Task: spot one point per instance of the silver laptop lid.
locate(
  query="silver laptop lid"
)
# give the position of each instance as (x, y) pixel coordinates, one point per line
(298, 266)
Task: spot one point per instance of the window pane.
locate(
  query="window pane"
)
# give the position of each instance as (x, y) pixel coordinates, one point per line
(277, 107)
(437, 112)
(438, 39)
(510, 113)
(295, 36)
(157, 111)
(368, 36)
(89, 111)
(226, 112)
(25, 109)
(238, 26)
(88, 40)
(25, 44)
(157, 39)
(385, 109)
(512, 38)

...

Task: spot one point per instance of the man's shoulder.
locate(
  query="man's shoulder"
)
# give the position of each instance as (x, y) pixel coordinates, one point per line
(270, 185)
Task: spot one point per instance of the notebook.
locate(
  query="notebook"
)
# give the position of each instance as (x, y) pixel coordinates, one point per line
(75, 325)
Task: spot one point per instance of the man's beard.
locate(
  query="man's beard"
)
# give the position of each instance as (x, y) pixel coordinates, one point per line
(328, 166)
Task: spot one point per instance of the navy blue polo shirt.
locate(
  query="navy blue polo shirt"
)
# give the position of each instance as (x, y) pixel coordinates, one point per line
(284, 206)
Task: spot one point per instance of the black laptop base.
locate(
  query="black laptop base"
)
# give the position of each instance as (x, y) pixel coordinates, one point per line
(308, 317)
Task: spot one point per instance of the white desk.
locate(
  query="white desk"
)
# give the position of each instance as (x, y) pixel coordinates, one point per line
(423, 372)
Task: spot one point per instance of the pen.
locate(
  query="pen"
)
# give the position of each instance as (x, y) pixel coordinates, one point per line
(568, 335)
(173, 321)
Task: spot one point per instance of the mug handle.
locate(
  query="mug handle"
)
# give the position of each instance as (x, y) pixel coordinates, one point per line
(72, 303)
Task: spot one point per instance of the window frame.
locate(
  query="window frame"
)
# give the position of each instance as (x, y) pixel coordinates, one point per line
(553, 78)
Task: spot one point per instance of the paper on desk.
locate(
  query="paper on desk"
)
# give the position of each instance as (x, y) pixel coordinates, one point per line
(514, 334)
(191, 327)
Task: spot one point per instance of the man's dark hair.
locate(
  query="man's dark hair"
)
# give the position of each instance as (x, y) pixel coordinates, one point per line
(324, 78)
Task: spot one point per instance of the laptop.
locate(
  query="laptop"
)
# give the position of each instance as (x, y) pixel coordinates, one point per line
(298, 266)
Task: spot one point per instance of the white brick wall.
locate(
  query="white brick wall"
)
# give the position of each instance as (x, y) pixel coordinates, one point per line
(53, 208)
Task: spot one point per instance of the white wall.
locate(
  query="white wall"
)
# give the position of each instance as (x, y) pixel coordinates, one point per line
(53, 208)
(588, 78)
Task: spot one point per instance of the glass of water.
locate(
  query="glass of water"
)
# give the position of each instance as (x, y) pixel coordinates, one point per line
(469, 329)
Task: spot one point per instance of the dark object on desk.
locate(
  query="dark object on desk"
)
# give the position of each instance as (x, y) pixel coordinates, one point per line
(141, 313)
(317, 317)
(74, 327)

* * *

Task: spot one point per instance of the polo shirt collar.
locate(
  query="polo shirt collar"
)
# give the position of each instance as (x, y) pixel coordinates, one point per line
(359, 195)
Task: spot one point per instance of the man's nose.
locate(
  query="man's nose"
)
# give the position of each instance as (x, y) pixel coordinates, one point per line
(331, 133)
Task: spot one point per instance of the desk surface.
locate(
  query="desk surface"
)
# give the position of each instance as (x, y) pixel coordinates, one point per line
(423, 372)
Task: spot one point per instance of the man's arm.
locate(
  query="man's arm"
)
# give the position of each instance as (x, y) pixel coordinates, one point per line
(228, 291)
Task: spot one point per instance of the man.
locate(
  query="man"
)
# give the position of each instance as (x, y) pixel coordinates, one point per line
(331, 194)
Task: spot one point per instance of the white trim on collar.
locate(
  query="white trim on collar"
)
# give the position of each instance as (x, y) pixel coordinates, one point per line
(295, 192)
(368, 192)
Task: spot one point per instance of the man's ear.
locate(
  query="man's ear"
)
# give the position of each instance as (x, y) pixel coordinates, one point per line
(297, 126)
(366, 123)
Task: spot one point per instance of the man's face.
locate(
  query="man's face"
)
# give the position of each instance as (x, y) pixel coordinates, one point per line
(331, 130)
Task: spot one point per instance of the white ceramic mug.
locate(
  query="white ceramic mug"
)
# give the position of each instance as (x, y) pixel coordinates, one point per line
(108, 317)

* YOUR INSTRUCTIONS: In the data above, copy every line where the string "beard" appears.

* SOLUTION:
Task: spot one point per instance of the man's beard.
  query="man's beard"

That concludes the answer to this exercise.